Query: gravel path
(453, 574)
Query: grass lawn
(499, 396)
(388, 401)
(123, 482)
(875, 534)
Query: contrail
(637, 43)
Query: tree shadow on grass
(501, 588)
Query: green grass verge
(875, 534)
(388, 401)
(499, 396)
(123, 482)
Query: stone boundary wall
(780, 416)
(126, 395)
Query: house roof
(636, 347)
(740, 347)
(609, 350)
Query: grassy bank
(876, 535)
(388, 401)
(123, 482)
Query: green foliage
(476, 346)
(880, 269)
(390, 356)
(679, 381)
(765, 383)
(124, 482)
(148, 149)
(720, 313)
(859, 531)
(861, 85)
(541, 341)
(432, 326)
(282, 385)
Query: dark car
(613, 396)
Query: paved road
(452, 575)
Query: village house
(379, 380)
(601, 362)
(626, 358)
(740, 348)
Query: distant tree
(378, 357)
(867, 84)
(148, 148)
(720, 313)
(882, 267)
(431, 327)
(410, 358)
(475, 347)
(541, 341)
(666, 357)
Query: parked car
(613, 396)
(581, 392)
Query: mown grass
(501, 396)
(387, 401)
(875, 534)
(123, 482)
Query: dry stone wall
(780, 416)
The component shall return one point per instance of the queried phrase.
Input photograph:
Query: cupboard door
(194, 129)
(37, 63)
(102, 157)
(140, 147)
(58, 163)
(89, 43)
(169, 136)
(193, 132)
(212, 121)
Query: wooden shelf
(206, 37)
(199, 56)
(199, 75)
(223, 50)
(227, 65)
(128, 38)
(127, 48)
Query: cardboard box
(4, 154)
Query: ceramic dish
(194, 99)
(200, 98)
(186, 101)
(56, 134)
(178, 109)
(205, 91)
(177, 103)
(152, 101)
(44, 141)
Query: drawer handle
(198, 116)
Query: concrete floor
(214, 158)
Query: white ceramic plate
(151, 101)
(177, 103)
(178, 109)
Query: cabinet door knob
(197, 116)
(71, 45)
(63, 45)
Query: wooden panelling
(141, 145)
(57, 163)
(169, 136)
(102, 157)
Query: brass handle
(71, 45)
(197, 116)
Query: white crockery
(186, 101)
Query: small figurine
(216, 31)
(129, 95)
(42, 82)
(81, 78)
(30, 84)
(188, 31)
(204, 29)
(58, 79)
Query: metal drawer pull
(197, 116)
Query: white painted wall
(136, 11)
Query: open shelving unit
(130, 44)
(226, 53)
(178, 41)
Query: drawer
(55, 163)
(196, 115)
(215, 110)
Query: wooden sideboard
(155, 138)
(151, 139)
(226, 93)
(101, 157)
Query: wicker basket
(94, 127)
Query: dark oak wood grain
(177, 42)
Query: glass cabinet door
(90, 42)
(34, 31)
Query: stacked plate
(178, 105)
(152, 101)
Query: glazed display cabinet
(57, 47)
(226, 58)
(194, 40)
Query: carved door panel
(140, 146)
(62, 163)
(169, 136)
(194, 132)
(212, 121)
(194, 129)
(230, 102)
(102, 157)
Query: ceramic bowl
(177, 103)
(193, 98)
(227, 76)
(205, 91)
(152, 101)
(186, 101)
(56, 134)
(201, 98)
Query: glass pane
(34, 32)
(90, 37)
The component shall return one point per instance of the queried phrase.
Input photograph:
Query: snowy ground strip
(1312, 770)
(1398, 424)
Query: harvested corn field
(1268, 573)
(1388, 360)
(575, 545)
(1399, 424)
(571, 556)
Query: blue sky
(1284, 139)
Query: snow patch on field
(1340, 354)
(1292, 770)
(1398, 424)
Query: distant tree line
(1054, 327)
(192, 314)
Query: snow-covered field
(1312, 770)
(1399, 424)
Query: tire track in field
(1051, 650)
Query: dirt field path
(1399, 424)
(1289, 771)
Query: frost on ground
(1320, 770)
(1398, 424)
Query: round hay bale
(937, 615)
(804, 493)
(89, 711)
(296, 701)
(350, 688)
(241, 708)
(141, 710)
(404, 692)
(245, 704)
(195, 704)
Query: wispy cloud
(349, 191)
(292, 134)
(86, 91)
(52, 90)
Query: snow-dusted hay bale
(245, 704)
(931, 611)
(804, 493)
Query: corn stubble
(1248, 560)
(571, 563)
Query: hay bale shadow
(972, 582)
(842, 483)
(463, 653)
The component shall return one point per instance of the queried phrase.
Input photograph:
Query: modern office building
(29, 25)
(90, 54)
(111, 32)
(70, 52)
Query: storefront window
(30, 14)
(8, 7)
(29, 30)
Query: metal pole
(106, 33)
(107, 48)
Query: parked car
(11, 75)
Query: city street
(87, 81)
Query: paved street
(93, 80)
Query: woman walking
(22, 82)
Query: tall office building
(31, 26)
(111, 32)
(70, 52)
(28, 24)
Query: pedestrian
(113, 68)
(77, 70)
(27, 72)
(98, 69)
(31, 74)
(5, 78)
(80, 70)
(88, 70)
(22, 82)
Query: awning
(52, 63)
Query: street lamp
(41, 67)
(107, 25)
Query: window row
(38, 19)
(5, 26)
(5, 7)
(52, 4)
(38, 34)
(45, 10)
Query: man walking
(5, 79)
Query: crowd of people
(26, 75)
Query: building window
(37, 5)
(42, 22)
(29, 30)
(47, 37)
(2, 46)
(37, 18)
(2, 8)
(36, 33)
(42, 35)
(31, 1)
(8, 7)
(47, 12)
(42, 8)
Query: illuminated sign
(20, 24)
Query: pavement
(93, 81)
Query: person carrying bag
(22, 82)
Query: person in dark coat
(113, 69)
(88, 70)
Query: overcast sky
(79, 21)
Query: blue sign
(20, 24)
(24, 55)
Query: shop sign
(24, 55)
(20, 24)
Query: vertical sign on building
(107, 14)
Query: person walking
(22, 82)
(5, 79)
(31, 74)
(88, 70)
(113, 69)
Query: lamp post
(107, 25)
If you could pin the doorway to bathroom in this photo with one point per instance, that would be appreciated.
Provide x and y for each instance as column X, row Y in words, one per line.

■ **EXERCISE GOAL**
Type out all of the material again, word for word.

■ **EXERCISE RESPONSE**
Query: gravel path
(453, 574)
Query: grass lawn
(499, 396)
(388, 401)
(123, 482)
(875, 534)
Query: contrail
(637, 43)
Query: tree shadow on grass
(501, 588)
Query: green grass verge
(875, 534)
(388, 401)
(499, 396)
(123, 482)
Query: stone boundary wall
(780, 416)
(126, 395)
Query: house roof
(636, 347)
(740, 347)
(609, 350)
Query: grassy bank
(876, 535)
(388, 401)
(123, 482)
Query: green foliage
(476, 346)
(880, 269)
(390, 356)
(679, 381)
(765, 383)
(124, 482)
(148, 149)
(720, 313)
(859, 531)
(861, 85)
(541, 341)
(432, 326)
(282, 385)
Query: dark car
(613, 396)
Query: paved road
(452, 575)
Query: village house
(379, 380)
(601, 362)
(626, 358)
(740, 348)
Query: distant tree
(378, 357)
(867, 84)
(148, 148)
(720, 313)
(882, 267)
(431, 327)
(410, 358)
(475, 347)
(541, 341)
(666, 357)
Query: parked car
(613, 396)
(581, 392)
Query: mown grass
(501, 396)
(387, 401)
(875, 534)
(123, 482)
Query: dry stone wall
(780, 416)
The component shall return one point per instance of the queried phrase.
Input photograph:
Query: cupboard door
(194, 129)
(37, 63)
(102, 157)
(140, 147)
(58, 163)
(89, 43)
(169, 136)
(193, 132)
(212, 121)
Query: wooden shelf
(206, 37)
(199, 56)
(199, 75)
(223, 50)
(227, 65)
(128, 38)
(127, 48)
Query: cardboard box
(4, 154)
Query: ceramic dish
(194, 99)
(200, 98)
(186, 101)
(56, 134)
(178, 109)
(205, 91)
(177, 103)
(152, 101)
(44, 141)
Query: drawer handle
(198, 116)
Query: concrete floor
(214, 158)
Query: white ceramic plate
(151, 101)
(177, 103)
(178, 109)
Query: cabinet door knob
(197, 116)
(71, 45)
(63, 45)
Query: wooden panelling
(141, 145)
(57, 163)
(169, 136)
(102, 157)
Query: brass handle
(71, 45)
(197, 116)
Query: white crockery
(186, 101)
Query: small figurine
(216, 31)
(129, 95)
(42, 82)
(81, 78)
(30, 84)
(188, 31)
(204, 29)
(58, 79)
Query: metal drawer pull
(197, 116)
Query: white painted wall
(136, 11)
Query: open shelving unit
(130, 44)
(226, 53)
(178, 41)
Query: drawer
(55, 163)
(196, 115)
(215, 110)
Query: wooden sideboard
(155, 138)
(151, 139)
(226, 93)
(101, 157)
Query: wicker basket
(94, 127)
Query: dark oak wood grain
(177, 42)
Query: glass cabinet door
(90, 42)
(34, 31)
Query: stacked plate
(178, 105)
(152, 101)
Query: glazed display cabinet
(57, 47)
(226, 58)
(194, 40)
Query: carved door panel
(140, 146)
(62, 163)
(169, 136)
(194, 132)
(212, 121)
(194, 129)
(230, 102)
(102, 157)
Query: ceramic bowl
(177, 103)
(193, 98)
(227, 76)
(205, 91)
(152, 101)
(186, 101)
(56, 134)
(201, 98)
Query: glass pane
(34, 32)
(90, 37)
The component shall return one point per instance of the queried phrase.
Input photograph:
Query: snowy ground strip
(1312, 770)
(1398, 424)
Query: harvested corn field
(1268, 573)
(1388, 360)
(575, 545)
(1399, 424)
(571, 556)
Query: blue sky
(1284, 139)
Query: snow patch on field
(1340, 354)
(1292, 770)
(1398, 424)
Query: distant tree line
(1054, 327)
(192, 314)
Query: snow-covered field
(1312, 770)
(1399, 424)
Query: tire track in field
(1051, 650)
Query: dirt field path
(1399, 424)
(1289, 771)
Query: frost on ground
(1320, 770)
(1398, 424)
Query: round hay bale
(937, 615)
(804, 493)
(89, 711)
(296, 701)
(350, 688)
(241, 708)
(141, 710)
(404, 692)
(245, 704)
(195, 704)
Query: wispy cloud
(349, 191)
(292, 134)
(86, 91)
(52, 90)
Query: snow-dusted hay bale
(245, 704)
(931, 611)
(804, 493)
Query: corn stubble
(1248, 560)
(571, 563)
Query: hay bale shadow
(972, 582)
(842, 483)
(463, 653)
The component shall return one point per instance of the queried phrase.
Input photograph:
Query: modern office building
(29, 25)
(90, 54)
(111, 32)
(70, 52)
Query: storefront window
(30, 14)
(8, 7)
(29, 30)
Query: metal pole
(106, 33)
(107, 48)
Query: parked car
(11, 75)
Query: city street
(87, 81)
Query: paved street
(93, 80)
Query: woman walking
(22, 82)
Query: tall office building
(31, 26)
(111, 32)
(70, 52)
(28, 24)
Query: pedestrian
(113, 68)
(77, 70)
(27, 72)
(98, 69)
(31, 74)
(5, 78)
(80, 70)
(88, 70)
(22, 82)
Query: awning
(52, 63)
Query: street lamp
(41, 67)
(107, 25)
Query: window row
(38, 19)
(5, 26)
(5, 7)
(52, 4)
(38, 34)
(45, 10)
Query: man walking
(5, 79)
Query: crowd of people
(26, 75)
Query: building window
(37, 5)
(42, 22)
(29, 30)
(47, 37)
(2, 46)
(37, 18)
(2, 8)
(36, 33)
(42, 35)
(31, 1)
(8, 7)
(47, 12)
(42, 8)
Query: illuminated sign
(20, 24)
Query: pavement
(93, 81)
Query: person carrying bag
(22, 82)
Query: person in dark coat
(113, 69)
(88, 70)
Query: overcast sky
(79, 21)
Query: blue sign
(20, 24)
(24, 55)
Query: shop sign
(24, 55)
(20, 24)
Query: vertical sign on building
(107, 14)
Query: person walking
(22, 82)
(5, 79)
(31, 74)
(88, 70)
(113, 69)
Query: lamp post
(107, 25)
If you could pin the doorway to bathroom in this photo with one point per instance, that would be appreciated.
Provide x and y for each instance as column X, row Y in words, one per line.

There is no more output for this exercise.